## Your task
Rewrite the data below from its beginning through the line containing "[1332, 426]", keeping every line, and shift each coordinate value in the answers by adding -73 to it.

## Data for this exercise

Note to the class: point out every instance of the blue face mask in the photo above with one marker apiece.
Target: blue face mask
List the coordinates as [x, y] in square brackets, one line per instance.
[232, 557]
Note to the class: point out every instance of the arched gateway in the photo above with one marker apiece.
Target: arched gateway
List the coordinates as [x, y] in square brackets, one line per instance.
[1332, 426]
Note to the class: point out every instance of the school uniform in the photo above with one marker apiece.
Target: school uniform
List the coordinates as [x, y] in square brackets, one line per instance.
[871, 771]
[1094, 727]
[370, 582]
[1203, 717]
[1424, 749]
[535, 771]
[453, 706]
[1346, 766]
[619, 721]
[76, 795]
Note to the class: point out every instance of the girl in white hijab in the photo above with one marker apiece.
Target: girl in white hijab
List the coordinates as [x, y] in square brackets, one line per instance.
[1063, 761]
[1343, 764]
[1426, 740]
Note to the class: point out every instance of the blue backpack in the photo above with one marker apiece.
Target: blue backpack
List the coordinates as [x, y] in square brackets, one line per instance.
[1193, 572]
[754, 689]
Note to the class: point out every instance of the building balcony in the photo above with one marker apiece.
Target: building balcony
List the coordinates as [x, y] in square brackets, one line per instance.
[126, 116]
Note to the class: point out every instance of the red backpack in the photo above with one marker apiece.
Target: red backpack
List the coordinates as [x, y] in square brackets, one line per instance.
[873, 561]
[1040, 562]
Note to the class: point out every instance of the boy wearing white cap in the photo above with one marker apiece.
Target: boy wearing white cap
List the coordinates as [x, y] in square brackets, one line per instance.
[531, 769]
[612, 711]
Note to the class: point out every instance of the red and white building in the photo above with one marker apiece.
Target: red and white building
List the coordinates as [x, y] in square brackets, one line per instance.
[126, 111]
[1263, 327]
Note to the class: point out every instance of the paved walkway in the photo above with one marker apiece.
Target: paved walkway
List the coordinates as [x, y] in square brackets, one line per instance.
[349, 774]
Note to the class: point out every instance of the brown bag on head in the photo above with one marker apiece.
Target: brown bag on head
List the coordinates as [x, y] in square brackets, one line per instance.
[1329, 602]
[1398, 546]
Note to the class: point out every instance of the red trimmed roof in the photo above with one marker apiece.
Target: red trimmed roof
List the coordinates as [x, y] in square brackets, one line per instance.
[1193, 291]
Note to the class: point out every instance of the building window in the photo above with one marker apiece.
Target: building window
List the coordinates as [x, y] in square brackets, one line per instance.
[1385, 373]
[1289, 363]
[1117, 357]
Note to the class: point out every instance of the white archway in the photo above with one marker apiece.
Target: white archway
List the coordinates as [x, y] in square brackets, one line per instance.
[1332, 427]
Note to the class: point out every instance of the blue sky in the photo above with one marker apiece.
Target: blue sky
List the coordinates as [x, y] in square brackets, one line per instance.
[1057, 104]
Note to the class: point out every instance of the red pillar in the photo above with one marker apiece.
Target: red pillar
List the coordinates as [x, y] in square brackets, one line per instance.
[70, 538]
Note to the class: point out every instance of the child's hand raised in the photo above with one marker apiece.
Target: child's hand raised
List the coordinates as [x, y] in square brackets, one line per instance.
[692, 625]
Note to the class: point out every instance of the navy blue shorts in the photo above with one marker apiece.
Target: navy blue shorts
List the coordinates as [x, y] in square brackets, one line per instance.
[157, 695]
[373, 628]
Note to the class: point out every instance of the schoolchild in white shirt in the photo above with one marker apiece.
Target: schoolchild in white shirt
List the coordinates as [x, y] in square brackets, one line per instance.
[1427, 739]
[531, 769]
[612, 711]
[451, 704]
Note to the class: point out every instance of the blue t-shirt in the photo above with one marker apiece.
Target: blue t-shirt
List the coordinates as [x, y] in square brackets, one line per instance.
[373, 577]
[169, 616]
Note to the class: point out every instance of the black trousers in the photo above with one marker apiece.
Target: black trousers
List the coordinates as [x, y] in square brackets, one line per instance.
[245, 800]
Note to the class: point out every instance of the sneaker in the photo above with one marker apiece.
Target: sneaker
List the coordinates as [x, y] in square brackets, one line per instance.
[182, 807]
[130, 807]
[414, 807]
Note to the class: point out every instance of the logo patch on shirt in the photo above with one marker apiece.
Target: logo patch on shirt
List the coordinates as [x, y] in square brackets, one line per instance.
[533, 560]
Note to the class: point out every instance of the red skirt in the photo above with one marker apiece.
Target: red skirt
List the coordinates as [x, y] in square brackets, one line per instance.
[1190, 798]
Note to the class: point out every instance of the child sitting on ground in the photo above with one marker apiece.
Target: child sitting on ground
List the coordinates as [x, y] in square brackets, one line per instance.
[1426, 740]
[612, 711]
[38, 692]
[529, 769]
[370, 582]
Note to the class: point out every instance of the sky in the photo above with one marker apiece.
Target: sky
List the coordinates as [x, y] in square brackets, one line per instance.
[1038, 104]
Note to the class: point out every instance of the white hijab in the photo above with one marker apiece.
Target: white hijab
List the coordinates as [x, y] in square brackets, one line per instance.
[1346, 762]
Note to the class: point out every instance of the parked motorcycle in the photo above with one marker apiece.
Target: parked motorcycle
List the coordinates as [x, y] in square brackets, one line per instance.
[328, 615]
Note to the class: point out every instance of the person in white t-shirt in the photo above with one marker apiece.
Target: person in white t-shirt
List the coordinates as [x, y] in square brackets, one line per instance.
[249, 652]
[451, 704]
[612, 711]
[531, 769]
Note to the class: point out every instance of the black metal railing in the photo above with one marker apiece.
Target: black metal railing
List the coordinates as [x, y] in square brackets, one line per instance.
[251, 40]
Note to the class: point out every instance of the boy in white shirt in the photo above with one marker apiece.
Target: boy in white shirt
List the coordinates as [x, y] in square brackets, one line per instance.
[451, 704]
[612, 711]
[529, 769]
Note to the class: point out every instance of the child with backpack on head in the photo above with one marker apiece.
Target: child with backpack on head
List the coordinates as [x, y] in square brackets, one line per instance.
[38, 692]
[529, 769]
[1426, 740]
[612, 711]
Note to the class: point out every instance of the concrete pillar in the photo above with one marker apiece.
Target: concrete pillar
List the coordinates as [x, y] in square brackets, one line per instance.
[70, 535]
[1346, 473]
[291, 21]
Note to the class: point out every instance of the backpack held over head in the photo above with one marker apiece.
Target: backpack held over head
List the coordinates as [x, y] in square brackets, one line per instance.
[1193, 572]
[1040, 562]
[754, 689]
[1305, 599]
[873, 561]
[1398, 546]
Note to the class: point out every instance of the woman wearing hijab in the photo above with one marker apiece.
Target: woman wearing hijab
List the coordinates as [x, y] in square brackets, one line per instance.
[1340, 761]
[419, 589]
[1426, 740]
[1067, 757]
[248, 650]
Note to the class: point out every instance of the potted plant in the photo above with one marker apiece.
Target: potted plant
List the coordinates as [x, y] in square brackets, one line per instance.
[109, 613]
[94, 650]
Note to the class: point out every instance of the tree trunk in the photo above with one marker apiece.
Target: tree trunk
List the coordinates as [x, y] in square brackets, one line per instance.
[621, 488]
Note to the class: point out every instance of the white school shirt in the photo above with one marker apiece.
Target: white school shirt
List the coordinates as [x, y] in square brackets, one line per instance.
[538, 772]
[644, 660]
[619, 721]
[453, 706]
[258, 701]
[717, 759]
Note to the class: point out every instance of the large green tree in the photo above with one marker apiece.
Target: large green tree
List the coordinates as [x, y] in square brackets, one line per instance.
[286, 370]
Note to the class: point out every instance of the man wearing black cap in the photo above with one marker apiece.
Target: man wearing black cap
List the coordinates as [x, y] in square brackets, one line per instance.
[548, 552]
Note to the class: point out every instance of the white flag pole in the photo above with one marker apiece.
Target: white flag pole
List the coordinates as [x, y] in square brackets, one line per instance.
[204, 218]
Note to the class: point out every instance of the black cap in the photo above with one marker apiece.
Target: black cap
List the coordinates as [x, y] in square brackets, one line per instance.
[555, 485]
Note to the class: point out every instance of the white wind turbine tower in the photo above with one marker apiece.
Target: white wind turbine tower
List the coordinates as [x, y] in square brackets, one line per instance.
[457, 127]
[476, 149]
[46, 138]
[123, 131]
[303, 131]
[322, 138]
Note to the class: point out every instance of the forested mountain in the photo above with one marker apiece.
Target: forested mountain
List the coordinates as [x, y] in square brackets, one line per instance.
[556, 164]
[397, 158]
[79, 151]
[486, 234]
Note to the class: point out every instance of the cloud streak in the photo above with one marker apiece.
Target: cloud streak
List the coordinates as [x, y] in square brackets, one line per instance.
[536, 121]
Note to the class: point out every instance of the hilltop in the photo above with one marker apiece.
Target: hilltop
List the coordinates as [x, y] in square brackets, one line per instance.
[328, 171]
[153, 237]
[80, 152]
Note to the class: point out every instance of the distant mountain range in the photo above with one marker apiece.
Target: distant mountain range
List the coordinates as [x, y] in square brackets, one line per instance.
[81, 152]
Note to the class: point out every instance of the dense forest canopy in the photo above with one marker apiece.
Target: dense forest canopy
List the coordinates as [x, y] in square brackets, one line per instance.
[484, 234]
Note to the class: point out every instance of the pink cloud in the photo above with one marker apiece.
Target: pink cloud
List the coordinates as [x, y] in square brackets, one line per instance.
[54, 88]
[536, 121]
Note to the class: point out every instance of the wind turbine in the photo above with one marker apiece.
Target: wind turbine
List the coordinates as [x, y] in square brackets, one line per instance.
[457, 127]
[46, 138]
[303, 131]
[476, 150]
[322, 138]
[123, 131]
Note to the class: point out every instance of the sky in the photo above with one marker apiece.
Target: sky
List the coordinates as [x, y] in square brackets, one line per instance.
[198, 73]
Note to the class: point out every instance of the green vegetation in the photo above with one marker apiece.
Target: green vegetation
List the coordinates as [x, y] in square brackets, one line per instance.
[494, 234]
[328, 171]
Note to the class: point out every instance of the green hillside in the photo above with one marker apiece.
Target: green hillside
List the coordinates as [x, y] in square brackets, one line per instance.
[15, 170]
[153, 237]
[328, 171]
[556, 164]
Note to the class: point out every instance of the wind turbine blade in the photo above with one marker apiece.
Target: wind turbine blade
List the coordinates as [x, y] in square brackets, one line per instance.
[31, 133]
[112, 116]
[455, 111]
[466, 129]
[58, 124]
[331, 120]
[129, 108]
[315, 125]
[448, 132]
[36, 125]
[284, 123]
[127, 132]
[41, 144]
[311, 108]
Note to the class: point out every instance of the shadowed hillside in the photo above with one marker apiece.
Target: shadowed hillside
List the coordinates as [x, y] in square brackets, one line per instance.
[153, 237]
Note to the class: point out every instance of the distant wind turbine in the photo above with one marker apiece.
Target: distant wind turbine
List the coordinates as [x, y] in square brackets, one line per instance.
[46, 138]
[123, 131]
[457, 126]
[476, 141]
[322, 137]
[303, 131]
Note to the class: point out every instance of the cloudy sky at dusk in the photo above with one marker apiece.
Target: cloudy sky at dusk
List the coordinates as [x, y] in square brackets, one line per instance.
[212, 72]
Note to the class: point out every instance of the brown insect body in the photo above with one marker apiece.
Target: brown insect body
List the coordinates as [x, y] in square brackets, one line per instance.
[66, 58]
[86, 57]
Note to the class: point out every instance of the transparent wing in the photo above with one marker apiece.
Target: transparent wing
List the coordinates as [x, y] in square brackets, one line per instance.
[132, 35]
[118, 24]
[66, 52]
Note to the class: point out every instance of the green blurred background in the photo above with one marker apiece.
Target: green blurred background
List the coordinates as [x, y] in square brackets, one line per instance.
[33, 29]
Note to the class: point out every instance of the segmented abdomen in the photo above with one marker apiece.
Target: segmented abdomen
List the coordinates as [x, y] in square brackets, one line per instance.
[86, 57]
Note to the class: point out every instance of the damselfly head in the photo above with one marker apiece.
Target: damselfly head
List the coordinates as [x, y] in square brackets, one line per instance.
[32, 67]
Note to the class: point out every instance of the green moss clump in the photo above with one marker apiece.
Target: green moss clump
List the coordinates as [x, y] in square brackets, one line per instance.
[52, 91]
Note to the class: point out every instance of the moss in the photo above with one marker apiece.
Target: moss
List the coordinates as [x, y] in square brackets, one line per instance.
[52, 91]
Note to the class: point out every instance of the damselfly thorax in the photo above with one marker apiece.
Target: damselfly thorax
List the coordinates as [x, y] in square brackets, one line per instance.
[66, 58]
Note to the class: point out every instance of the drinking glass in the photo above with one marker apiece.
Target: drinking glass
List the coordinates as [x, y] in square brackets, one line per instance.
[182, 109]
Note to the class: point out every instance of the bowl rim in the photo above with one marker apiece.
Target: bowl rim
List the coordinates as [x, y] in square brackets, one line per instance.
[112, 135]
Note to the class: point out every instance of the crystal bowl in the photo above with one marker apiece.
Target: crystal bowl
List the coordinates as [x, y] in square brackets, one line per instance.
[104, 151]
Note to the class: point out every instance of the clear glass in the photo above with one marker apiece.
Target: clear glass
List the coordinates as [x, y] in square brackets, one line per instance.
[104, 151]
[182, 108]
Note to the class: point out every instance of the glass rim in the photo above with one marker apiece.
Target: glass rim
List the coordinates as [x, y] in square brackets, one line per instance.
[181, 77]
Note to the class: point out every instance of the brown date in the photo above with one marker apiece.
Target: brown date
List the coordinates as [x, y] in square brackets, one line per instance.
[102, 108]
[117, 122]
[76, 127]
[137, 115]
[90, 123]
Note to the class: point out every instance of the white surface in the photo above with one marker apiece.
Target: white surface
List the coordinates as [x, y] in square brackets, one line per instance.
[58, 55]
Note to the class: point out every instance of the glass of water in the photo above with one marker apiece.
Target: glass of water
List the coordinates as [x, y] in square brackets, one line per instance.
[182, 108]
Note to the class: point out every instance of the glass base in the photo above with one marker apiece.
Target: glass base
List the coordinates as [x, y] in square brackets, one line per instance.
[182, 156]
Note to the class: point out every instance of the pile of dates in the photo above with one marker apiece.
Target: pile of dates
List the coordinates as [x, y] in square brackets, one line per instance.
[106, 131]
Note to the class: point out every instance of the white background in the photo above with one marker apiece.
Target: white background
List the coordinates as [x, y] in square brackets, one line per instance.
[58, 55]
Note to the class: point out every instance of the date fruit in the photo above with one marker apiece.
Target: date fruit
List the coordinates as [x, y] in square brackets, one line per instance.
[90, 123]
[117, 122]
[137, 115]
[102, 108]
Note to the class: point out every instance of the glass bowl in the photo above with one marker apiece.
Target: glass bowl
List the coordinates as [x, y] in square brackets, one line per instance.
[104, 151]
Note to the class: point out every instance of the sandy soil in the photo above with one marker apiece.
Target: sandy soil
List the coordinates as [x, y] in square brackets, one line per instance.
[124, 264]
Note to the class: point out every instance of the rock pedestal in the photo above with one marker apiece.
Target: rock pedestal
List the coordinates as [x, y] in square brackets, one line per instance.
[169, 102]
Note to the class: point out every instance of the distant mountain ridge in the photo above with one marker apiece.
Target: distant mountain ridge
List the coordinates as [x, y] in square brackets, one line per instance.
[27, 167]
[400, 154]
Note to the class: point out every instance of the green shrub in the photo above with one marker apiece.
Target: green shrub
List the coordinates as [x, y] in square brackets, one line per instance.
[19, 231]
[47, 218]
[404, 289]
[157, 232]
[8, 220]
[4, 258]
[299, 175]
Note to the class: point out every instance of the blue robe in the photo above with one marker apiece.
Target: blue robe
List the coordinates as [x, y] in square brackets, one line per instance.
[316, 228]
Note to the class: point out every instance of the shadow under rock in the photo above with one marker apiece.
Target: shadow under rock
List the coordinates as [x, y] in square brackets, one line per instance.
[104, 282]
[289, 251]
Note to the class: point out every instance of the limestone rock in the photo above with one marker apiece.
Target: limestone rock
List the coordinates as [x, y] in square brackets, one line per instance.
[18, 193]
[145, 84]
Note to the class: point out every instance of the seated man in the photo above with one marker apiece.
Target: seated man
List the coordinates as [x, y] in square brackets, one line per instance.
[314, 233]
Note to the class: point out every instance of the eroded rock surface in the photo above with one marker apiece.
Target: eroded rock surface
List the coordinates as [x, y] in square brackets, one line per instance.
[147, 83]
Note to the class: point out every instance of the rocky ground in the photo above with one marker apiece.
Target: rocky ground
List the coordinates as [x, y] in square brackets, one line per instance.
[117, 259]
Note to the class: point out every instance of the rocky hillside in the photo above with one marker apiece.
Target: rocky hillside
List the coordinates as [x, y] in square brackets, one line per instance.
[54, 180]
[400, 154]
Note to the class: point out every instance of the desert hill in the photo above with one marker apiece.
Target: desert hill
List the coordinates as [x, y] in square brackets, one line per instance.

## The solution
Note to the class: point out every instance of the blue face mask in the photo above with one marker apiece.
Target: blue face mask
List the coordinates as [x, y] in square brackets, one line per instance.
[159, 484]
Note to the class: point out every instance of the arched gateway in the photo above with one marker apiece.
Target: arched gateway
List the coordinates as [x, y] in square brackets, one line per instance.
[1259, 353]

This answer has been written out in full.